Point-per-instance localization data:

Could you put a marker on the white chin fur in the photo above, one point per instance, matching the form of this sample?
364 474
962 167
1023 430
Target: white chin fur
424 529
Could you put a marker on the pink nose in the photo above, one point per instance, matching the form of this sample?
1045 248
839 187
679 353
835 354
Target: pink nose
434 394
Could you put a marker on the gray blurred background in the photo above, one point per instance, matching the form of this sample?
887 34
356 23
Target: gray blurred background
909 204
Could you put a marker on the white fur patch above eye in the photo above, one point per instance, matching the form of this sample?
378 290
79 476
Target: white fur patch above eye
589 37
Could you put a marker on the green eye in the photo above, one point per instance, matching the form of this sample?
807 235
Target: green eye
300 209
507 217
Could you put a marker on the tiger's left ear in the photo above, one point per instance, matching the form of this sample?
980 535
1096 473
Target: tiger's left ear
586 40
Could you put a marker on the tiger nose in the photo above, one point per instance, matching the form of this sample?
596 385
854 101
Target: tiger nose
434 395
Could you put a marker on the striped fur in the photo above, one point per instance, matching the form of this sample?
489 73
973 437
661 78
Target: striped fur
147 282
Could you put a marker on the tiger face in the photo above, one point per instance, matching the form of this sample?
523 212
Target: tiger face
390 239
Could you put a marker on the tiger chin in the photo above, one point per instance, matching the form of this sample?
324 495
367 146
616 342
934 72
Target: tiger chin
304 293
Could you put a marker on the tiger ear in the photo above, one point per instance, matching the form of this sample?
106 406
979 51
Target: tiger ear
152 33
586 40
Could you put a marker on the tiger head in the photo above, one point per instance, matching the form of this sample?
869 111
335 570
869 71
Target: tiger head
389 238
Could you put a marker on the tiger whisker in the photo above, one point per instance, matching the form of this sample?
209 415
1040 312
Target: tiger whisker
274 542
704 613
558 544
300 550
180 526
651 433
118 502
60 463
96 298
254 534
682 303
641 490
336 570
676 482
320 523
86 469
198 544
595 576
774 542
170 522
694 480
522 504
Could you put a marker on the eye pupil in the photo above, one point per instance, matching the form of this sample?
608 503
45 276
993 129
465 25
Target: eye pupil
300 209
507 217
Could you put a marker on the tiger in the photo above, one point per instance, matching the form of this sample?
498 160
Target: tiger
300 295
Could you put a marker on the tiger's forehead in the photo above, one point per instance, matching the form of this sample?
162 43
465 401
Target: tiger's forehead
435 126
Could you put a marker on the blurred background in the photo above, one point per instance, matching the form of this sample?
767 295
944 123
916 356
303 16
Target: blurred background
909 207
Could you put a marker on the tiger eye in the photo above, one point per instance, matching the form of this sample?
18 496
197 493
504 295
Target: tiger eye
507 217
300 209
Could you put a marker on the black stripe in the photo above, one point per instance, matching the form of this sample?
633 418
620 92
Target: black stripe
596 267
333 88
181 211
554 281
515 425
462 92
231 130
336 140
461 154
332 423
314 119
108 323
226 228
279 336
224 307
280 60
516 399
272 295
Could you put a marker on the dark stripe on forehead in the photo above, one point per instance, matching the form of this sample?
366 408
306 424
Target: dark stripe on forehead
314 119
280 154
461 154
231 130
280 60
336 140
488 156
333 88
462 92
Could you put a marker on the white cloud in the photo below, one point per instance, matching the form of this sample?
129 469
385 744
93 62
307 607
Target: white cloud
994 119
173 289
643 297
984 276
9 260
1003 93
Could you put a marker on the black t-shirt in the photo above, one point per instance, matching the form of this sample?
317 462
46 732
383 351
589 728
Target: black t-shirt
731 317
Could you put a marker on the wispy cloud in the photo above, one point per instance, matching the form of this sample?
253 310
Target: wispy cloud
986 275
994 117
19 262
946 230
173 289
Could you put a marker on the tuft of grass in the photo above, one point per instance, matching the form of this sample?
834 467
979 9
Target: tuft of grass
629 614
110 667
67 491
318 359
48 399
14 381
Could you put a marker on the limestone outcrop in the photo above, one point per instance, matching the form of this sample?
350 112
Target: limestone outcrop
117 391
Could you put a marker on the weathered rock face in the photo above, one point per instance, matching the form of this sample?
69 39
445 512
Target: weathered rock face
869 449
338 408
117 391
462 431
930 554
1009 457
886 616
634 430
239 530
...
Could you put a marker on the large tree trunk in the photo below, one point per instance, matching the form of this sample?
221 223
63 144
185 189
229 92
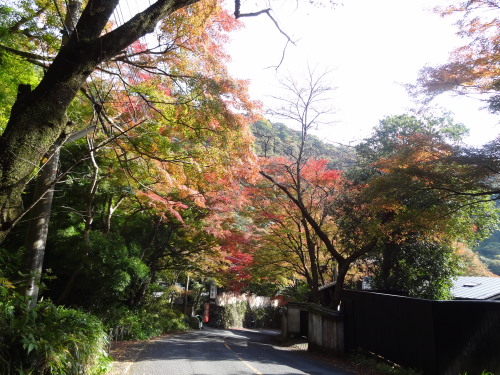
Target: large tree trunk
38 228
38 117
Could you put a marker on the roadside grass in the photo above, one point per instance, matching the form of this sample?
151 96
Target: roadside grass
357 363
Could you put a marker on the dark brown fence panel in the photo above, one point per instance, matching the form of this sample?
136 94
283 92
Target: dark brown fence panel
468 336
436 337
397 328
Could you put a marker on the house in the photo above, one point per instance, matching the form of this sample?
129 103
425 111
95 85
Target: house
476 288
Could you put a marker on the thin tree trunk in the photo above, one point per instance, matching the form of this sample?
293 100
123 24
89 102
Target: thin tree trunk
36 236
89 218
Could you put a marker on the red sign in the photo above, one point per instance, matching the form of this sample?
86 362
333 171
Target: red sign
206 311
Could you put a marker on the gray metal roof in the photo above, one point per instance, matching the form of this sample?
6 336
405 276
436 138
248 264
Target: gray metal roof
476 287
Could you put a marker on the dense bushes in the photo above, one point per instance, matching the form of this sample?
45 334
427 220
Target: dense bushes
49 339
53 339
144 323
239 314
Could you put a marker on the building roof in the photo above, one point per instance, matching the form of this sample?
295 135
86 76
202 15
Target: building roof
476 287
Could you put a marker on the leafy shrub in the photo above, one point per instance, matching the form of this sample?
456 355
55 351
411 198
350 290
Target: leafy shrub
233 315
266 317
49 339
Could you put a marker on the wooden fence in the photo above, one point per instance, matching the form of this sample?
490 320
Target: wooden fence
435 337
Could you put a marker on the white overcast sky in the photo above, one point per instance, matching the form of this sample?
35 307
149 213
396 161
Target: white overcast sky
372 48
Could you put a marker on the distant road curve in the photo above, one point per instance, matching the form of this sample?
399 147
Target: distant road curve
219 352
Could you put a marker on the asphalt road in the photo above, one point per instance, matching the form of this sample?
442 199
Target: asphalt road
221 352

Exercise objective: When the records above are checked line by line, how many lines contain the word "below"? Please give only that number.

Expected answer: 2